▶ **EXERCISE SET**
• 1. Copy the passage of the Harry Holiday article from "Harry Holiday Jr." to "Beach, Florida, U.S." word for word.
• 2. Using the Harry Holiday article, decide whether each statement agrees with it, answering yes or no and quoting the words that settle it: (a) He was born in Butler, Pennsylvania. (b) His college coach was Matthew Mann. (c) He was president of Armco from 1974 to 1990.

▶ **TEXT SECTION**
Harry Holiday Jr.
- Holliday at University of Michigan, 1943

Personal information
- National team: United States
- Born: July 2, 1923 Butler, Pennsylvania, U.S.
- Died: February 16, 1999 (aged 75) Boynton Beach, Florida, U.S.
- Height: 6 ft 5 in (1.96 m)

Sport
- Sport: Swimming
- Strokes: Backstroke
- College team: University of Michigan
- Coach: Matthew Mann

Medal record
Representing Michigan
NCAA
| Gold medal – first place | 1947 Seattle | 150-yard backstroke |
| Gold medal – first place | 1947 Seattle | 300-yard medley relay |
| Gold medal – first place | 1948 Ann Arbor | 300-yard medley relay |

= Harry Holiday =

American swimmer

Harry Holiday, Jr. (July 2, 1923 – February 16, 1999) was an American swimmer. He was the world record holder in the backstroke at the University of Michigan in the 1940s and the president of steelmaker American Rolling Mill Co. (Armco) from 1974 to 1986.

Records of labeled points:
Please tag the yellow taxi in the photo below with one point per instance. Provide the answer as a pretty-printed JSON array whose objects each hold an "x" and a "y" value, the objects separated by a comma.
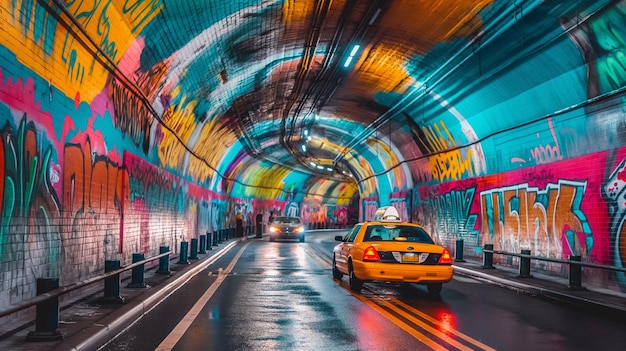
[{"x": 387, "y": 249}]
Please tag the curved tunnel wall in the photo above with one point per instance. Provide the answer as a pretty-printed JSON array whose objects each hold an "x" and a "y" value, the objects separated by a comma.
[
  {"x": 522, "y": 153},
  {"x": 90, "y": 170}
]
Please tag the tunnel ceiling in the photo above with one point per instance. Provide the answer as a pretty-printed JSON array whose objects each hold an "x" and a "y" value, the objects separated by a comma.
[
  {"x": 313, "y": 97},
  {"x": 297, "y": 81}
]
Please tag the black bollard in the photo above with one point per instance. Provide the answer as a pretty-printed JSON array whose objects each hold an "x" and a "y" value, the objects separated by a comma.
[
  {"x": 575, "y": 274},
  {"x": 488, "y": 256},
  {"x": 137, "y": 281},
  {"x": 202, "y": 244},
  {"x": 193, "y": 255},
  {"x": 112, "y": 283},
  {"x": 458, "y": 253},
  {"x": 47, "y": 313},
  {"x": 209, "y": 241},
  {"x": 184, "y": 254},
  {"x": 259, "y": 230},
  {"x": 524, "y": 265},
  {"x": 164, "y": 262}
]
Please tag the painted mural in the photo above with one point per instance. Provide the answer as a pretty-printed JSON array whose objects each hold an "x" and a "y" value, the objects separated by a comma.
[
  {"x": 93, "y": 162},
  {"x": 555, "y": 210}
]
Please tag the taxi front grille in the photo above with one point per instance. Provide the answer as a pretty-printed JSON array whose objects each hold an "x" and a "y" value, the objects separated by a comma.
[{"x": 388, "y": 257}]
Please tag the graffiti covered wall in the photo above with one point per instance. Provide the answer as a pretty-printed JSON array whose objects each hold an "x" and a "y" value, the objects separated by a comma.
[{"x": 572, "y": 207}]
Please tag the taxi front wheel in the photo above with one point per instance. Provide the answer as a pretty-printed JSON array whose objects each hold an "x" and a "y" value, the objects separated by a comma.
[{"x": 356, "y": 284}]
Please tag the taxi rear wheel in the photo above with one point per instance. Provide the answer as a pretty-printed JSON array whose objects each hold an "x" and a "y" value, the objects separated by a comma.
[
  {"x": 434, "y": 289},
  {"x": 356, "y": 284},
  {"x": 336, "y": 273}
]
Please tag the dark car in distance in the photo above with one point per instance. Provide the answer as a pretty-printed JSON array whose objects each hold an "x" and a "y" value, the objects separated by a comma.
[{"x": 286, "y": 227}]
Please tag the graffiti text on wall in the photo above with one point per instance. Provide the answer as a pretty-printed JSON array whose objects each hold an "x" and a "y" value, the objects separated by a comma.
[
  {"x": 447, "y": 165},
  {"x": 519, "y": 217}
]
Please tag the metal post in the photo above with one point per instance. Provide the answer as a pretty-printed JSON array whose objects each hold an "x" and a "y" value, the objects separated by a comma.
[
  {"x": 459, "y": 251},
  {"x": 575, "y": 273},
  {"x": 112, "y": 283},
  {"x": 488, "y": 256},
  {"x": 259, "y": 230},
  {"x": 194, "y": 249},
  {"x": 184, "y": 253},
  {"x": 137, "y": 281},
  {"x": 202, "y": 245},
  {"x": 47, "y": 313},
  {"x": 164, "y": 262},
  {"x": 209, "y": 241},
  {"x": 524, "y": 265}
]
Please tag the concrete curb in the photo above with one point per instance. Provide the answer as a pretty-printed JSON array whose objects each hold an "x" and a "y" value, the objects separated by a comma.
[
  {"x": 108, "y": 330},
  {"x": 536, "y": 290}
]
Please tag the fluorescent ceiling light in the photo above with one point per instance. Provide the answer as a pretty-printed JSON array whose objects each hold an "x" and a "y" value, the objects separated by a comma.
[
  {"x": 348, "y": 62},
  {"x": 354, "y": 50}
]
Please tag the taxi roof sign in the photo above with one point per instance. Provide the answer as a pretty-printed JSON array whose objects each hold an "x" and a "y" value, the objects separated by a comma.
[{"x": 387, "y": 214}]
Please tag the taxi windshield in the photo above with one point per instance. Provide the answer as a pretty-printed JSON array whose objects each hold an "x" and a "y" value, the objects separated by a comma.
[{"x": 397, "y": 233}]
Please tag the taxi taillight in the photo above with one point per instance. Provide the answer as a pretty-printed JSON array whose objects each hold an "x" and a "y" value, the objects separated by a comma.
[
  {"x": 370, "y": 254},
  {"x": 445, "y": 257}
]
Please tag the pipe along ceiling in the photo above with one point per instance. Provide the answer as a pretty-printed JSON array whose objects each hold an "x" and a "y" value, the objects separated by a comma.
[{"x": 345, "y": 97}]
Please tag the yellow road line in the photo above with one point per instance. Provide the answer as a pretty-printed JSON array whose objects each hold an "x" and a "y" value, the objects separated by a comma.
[
  {"x": 177, "y": 333},
  {"x": 407, "y": 328},
  {"x": 432, "y": 320}
]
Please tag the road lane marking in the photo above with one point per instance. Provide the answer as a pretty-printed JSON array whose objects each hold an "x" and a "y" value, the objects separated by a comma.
[
  {"x": 404, "y": 326},
  {"x": 413, "y": 312},
  {"x": 177, "y": 333}
]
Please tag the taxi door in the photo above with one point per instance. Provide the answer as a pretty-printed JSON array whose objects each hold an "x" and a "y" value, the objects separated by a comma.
[{"x": 343, "y": 251}]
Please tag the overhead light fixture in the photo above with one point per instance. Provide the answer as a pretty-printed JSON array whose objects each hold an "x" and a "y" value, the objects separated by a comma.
[
  {"x": 374, "y": 17},
  {"x": 355, "y": 49}
]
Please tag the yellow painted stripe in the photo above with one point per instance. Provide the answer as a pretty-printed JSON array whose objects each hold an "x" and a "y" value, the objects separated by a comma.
[
  {"x": 407, "y": 328},
  {"x": 176, "y": 334},
  {"x": 434, "y": 321}
]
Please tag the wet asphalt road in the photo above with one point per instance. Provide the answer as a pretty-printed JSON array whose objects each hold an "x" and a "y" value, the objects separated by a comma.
[{"x": 265, "y": 295}]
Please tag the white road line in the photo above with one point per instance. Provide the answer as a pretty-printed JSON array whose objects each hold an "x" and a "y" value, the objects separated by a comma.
[{"x": 177, "y": 333}]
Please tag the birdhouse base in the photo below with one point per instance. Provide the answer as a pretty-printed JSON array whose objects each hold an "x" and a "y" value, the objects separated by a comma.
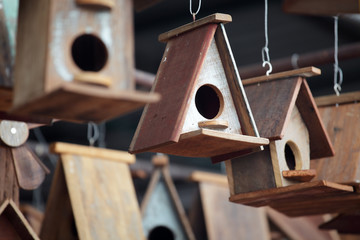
[
  {"x": 82, "y": 103},
  {"x": 303, "y": 199},
  {"x": 210, "y": 143}
]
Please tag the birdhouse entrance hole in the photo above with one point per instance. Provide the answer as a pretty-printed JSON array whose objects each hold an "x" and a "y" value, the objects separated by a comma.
[
  {"x": 89, "y": 53},
  {"x": 292, "y": 156},
  {"x": 209, "y": 101},
  {"x": 161, "y": 232}
]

▶ **EXERCISE ANSWERS**
• 1.
Harry Holiday Jr.
- Holliday at University of Michigan, 1943

Personal information
- National team: United States
- Born: July 2, 1923 Butler, Pennsylvania, U.S.
- Died: February 16, 1999 (aged 75) Boynton Beach, Florida, U.S.

• 2.
(a) Yes: "Born: July 2, 1923 Butler, Pennsylvania, U.S."
(b) Yes: "Coach: Matthew Mann"
(c) No: "the president of steelmaker American Rolling Mill Co. (Armco) from 1974 to 1986"